Peer Reviewed
Statistics Roundtable (SR) is an IVT feature that provides readers an opportunity to discuss information about statistics and demonstrate the application of statistics to pharmaceutical problems. The use of statistics is fundamental in regulated industries; the statistical basis for decisionmaking is an expectation. Any effort to increase the understanding and application of statistics in daily work life will be useful to readers.
The potential scope of SR content is extensive; statistics applications in validation and QA activities are numerous. Our goal in SR is to provide basic understanding of statistics concepts specific to pharmaceutical applications. We will discuss statistics concepts in validation and QA in simple language, and then demonstrate their use in example problems. Readers have opined their preference for case studies describing practical applications of theory; we intend to emphasize representative problem applications.
Comments from readers are needed to help us fulfill our objective for this column. SR will be most successful when validation, quality, and statistics communities participate in this endeavor. Suggestions for future discussion topics are invited. Readers are also asked to contribute manuscripts for publication – please share your successful experiences with others. Please contact column coordinator Jeremy Ebersole via the comments section below with questions, suggestions, or topics for discussion.
INTRODUCTION
This paper examines basic concepts in statistics and their application to validation. It explores the definition of statistics, why statistics are important in validation, and the regulatory requirements for statistics in processes. It further addresses the concept and measurement of variance, data distribution, and the relationship of variance to validation. Ways to measure variance, and when different types of measurements are appropriate are described.
Statistics Definition and Objective
Statistics is the practice or science of collecting and analyzing numerical data in large quantities, especially for the purpose of inferring proportions in a whole from those in a representative sample. What this means practically is that statistics enables use of a limited amount of data to predict the outcome of an event, the result of a process, or a way to describe an entire population – we observe a relatively small sample of the population and make judgments applicable to the larger whole.
In validation, we are asked to predict the future behavior of a system from a limited look at that system. How do we know with any degree of certainty that the system will continue to function as we want (or need) as we continue to use the system? We need to show with a high degree of certainty that our product or process is going to meet its requirements. In cleaning, we need to be confident that every time we clean, the cleaning process has produced the desired results. For test methods, we need to have confidence in the results of our tests. In processes or manufacturing validation, we need to have confidence that every time we run our process, we will deliver acceptable product within specification. Our customers demand it, regulatory agencies require it, and our ethics make it imperative. By validation of our processes and test methods, we take a big step toward meeting these requirements. The proper use and application of statistics in validation is a powerful tool to ensure we meet our obligations to produce safe and reliable products.
Regulatory Requirements
There are regulatory requirements to use proper statistical techniques in validation. Some of the most pertinent FDA guidance and regulations are outlined below.
Process Validation: General Principles and Practices
 The sampling plan must result in statistical confidence (§ 211.165(c) and (d)); and the batch must meet its predetermined specifications (§ 211.165(a)).
 The second principle in this regulation further requires that inprocess specifications “…shall be derived from previous acceptable process average and process variability estimates where possible and determined by the application of suitable statistical procedures where appropriate.” This requirement, in part, establishes the need for manufacturers to analyze process performance and control batchtobatch variability.

● ● ● ●

PROBLEM TO WORK ON
Copy the text on statistics in validation word for word, starting with "Comments from readers" and going on through "topics for discussion.". The listing that comes next is not needed here.

Items stored from a collection

● ● ● ●

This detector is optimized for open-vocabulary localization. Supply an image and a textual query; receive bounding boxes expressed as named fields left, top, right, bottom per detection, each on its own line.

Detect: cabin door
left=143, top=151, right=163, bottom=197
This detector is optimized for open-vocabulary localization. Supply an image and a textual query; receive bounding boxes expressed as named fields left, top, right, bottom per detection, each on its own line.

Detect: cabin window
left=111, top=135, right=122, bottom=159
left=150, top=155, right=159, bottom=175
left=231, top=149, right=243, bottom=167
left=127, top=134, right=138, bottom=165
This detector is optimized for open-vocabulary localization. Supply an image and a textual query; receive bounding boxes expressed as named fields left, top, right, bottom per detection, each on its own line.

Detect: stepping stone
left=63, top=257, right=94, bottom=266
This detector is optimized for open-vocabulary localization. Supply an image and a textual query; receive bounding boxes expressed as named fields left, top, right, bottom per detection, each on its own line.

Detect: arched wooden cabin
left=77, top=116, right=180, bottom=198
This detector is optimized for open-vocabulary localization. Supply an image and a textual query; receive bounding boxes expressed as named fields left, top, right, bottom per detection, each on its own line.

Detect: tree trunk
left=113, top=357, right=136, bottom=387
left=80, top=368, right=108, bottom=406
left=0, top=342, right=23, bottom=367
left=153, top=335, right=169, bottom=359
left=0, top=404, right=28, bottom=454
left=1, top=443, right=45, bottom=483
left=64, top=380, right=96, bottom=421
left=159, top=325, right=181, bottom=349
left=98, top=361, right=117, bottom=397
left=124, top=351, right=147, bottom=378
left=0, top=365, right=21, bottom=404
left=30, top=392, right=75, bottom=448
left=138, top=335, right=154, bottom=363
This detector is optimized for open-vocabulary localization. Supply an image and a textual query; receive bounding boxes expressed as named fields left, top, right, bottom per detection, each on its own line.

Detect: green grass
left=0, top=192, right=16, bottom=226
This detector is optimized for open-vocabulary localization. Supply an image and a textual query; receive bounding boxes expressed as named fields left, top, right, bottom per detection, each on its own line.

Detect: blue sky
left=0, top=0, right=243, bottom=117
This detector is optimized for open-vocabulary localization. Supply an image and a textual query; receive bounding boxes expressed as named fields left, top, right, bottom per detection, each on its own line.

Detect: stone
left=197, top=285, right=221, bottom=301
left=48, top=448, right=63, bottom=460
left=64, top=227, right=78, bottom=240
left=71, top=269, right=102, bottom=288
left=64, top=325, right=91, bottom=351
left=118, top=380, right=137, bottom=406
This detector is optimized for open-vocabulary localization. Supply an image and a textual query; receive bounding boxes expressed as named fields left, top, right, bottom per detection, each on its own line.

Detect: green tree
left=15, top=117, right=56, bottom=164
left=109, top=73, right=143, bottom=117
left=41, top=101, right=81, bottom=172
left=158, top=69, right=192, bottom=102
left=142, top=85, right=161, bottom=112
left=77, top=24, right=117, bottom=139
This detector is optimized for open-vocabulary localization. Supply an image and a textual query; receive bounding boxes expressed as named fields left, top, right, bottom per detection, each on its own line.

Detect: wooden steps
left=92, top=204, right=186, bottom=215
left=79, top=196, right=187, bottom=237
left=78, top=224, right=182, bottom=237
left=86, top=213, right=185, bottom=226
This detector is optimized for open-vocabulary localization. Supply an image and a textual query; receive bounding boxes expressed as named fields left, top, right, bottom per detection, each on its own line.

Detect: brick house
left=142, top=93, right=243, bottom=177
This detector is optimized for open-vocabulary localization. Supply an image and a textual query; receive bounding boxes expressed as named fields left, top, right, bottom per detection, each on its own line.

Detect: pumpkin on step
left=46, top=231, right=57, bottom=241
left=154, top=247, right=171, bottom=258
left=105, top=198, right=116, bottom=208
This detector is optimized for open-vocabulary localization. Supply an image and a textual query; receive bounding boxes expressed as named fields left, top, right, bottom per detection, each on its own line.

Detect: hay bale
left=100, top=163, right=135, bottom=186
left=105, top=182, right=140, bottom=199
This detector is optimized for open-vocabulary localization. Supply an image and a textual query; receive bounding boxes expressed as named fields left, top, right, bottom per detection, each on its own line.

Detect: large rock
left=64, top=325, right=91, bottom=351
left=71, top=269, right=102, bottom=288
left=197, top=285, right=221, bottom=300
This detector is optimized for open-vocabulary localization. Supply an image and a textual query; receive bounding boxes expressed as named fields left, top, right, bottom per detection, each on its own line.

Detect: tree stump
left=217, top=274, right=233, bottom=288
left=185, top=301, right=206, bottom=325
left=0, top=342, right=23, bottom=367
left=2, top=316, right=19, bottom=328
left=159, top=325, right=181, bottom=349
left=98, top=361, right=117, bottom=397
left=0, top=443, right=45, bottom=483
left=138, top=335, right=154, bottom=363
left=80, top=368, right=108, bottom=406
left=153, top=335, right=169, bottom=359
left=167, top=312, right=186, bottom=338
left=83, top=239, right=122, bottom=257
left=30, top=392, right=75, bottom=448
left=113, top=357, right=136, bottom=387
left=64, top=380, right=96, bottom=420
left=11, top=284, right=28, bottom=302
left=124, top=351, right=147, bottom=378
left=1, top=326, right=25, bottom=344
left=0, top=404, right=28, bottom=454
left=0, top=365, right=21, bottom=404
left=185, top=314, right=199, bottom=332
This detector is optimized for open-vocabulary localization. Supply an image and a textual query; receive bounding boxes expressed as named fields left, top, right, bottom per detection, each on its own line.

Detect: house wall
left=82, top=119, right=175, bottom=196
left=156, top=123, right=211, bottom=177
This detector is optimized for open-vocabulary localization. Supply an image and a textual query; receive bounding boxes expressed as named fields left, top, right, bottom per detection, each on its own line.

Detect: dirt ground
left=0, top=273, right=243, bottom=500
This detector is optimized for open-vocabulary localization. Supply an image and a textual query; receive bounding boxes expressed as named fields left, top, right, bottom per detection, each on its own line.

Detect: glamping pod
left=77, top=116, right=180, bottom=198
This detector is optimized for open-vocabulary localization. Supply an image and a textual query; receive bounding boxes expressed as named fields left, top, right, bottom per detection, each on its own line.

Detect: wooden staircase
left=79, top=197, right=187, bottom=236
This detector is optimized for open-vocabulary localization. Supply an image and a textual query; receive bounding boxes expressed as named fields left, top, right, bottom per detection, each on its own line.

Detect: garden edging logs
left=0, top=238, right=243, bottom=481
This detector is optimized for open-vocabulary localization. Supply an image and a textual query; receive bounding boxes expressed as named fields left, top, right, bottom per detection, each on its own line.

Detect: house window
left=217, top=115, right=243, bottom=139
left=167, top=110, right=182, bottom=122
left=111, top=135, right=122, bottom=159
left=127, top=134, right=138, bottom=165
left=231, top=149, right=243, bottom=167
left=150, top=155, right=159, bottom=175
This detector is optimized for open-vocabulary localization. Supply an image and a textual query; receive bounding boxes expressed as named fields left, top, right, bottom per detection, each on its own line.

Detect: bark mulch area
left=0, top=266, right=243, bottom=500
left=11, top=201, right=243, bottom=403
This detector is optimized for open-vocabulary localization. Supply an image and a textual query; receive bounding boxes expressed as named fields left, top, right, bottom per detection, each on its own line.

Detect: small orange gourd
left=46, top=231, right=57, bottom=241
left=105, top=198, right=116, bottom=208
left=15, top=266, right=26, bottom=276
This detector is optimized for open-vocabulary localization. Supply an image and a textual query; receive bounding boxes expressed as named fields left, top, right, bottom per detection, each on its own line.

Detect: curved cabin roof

● ● ● ●

RESULT
Comments from readers are needed to help us fulfill our objective for this column. SR will be most successful when validation, quality, and statistics communities participate in this endeavor. Suggestions for future discussion topics are invited. Readers are also asked to contribute manuscripts for publication – please share your successful experiences with others. Please contact column coordinator Jeremy Ebersole via the comments section below with questions, suggestions, or topics for discussion.